(Dataset rows)
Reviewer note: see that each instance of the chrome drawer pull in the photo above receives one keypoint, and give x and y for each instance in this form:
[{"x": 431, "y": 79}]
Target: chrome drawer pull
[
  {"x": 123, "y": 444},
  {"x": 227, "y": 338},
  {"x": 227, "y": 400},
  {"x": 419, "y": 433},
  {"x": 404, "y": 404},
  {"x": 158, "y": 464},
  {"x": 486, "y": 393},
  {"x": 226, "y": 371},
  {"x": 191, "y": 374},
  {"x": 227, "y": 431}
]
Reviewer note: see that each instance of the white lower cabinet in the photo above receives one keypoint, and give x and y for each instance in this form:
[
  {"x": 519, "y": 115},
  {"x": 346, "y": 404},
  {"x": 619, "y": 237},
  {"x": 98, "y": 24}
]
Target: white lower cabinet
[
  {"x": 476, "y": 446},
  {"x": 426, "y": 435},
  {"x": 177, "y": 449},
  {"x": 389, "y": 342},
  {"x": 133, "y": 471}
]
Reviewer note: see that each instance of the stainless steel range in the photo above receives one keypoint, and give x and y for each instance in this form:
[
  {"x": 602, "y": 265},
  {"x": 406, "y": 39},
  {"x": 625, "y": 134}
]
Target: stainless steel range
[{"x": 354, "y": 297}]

Given task:
Turn every line of the items above into a numbered list, skipping any blank lines.

Exercise solution:
1. Reviewer note: see that each instance of the chrome drawer pull in the photo above receives one keypoint, and give x and y for each instance in this form:
2. [{"x": 431, "y": 79}]
3. Target: chrome drawer pull
4. [
5.   {"x": 123, "y": 444},
6.   {"x": 227, "y": 338},
7.   {"x": 227, "y": 400},
8.   {"x": 419, "y": 433},
9.   {"x": 404, "y": 404},
10.   {"x": 158, "y": 464},
11.   {"x": 486, "y": 393},
12.   {"x": 226, "y": 371},
13.   {"x": 191, "y": 374},
14.   {"x": 227, "y": 431}
15. ]
16. Reviewer note: see that each instance of the white lower cabinet in the photo above receives one keypoint, and give x and y for each instance in this form:
17. [
18.   {"x": 519, "y": 115},
19.   {"x": 346, "y": 404},
20.   {"x": 619, "y": 237},
21.   {"x": 98, "y": 24}
22. ]
23. Target: white lower cabinet
24. [
25.   {"x": 476, "y": 446},
26.   {"x": 426, "y": 435},
27.   {"x": 177, "y": 449},
28.   {"x": 389, "y": 342},
29.   {"x": 133, "y": 471}
30. ]
31. Reviewer note: see that each instance of the stainless steel range in the photo above receives one keypoint, and give x and y for each instance in this form:
32. [
33.   {"x": 602, "y": 265},
34.   {"x": 406, "y": 39},
35.   {"x": 625, "y": 134}
36. ]
37. Target: stainless steel range
38. [{"x": 354, "y": 297}]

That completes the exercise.